What you have to do — Can you return, verbatim, the lines of the listing below, from the line containing "the kettle wooden" through the final line of the listing, both included?

Rows from a dataset —
__________

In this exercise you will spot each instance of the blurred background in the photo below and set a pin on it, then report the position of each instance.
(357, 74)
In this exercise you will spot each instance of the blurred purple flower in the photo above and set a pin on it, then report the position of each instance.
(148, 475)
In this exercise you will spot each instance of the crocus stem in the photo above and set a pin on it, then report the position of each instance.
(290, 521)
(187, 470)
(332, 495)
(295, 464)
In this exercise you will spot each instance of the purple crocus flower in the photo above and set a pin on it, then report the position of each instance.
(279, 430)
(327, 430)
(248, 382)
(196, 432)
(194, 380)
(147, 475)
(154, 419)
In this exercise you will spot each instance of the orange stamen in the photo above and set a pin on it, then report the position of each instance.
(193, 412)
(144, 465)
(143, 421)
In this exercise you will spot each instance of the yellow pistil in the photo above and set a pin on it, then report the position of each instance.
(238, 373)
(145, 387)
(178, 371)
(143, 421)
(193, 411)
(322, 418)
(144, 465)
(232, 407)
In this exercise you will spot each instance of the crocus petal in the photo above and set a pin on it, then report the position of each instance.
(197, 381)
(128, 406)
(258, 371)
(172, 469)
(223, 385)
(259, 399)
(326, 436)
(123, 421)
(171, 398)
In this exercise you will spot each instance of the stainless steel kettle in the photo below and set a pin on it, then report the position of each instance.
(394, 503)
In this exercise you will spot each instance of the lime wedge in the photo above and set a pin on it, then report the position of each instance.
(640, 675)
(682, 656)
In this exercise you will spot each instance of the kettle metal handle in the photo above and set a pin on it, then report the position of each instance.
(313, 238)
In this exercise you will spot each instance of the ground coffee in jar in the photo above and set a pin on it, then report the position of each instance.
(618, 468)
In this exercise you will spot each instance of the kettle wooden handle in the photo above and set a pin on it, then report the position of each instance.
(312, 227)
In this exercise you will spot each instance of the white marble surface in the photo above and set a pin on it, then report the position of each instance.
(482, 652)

__________

Complete response —
In this exercise you will spot each instance of the kettle wooden handle in the photo above and set a pin on it, then report the position of each instance.
(312, 227)
In this exercise you will spot each instance of the white marble surface in the photo above and set a pin on it, then report the position of each instance.
(482, 652)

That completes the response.